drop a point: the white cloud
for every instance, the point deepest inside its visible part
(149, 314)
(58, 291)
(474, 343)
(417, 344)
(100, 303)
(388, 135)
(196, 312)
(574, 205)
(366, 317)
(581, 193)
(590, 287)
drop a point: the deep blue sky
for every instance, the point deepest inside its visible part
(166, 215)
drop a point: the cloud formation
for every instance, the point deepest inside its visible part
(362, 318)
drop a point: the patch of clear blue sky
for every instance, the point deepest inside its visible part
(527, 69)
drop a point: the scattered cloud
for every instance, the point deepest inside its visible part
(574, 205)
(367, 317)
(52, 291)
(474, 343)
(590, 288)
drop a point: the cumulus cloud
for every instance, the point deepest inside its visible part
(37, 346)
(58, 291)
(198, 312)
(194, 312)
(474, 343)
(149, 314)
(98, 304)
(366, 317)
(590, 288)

────────

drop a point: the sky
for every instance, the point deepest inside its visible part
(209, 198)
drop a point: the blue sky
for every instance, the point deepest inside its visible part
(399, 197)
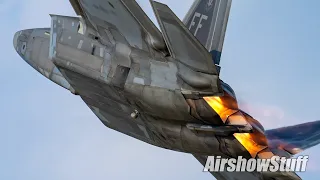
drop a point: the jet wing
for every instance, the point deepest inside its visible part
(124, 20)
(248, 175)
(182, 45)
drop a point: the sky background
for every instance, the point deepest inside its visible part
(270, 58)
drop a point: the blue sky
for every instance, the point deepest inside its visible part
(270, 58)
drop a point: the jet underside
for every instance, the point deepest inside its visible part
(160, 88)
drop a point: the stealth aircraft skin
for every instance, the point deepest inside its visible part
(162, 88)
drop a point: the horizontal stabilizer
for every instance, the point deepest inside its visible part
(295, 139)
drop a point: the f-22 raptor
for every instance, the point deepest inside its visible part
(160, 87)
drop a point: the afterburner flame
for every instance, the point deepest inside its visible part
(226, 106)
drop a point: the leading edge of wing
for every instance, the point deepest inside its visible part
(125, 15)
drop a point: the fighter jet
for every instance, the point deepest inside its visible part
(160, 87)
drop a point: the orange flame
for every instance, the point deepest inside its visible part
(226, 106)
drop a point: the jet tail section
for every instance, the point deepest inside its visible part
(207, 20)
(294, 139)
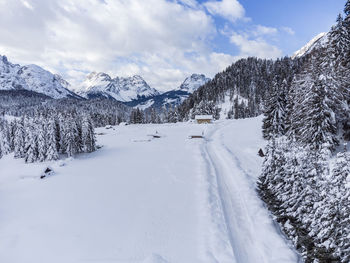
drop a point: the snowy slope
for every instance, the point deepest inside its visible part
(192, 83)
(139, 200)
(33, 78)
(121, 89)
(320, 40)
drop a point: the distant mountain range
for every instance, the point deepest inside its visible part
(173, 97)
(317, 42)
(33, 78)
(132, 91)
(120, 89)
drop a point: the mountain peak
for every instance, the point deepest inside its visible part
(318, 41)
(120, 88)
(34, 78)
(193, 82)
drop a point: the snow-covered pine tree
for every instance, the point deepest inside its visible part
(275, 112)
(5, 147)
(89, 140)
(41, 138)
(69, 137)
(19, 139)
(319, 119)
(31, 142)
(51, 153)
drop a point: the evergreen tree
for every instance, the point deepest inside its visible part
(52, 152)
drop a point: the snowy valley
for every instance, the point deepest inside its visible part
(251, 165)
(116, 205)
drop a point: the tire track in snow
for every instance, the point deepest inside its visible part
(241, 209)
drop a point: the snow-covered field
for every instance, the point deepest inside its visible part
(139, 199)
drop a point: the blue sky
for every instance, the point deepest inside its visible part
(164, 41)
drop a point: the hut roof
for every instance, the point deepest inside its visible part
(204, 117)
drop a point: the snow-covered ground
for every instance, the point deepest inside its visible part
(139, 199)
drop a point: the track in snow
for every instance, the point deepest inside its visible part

────────

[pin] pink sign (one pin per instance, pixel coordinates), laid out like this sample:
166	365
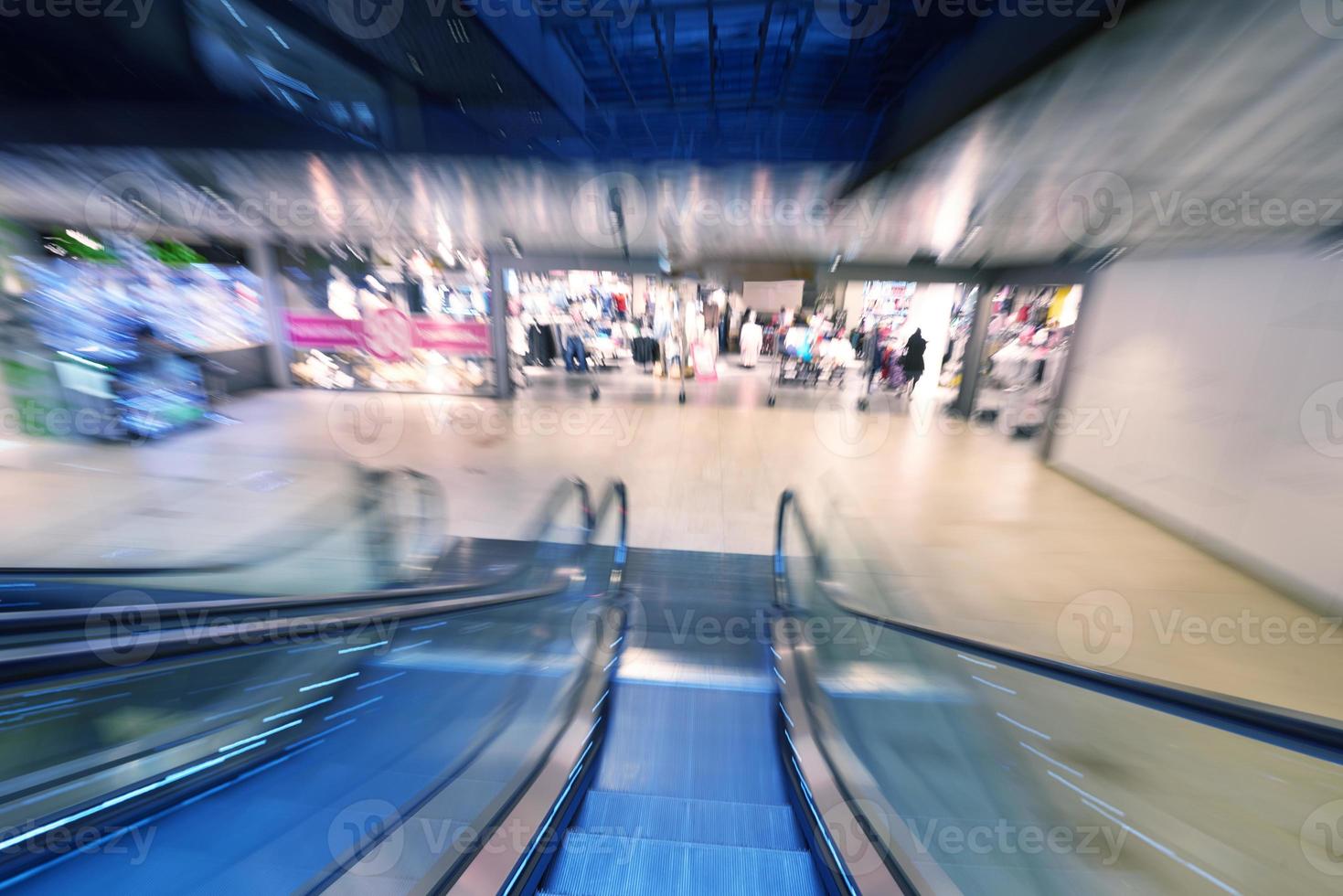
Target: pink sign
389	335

────────

Task description
Show every line from the records above that contains the word "flame", matching case exactly.

Result
drop a point: the afterburner flame
drop a point: the orange flame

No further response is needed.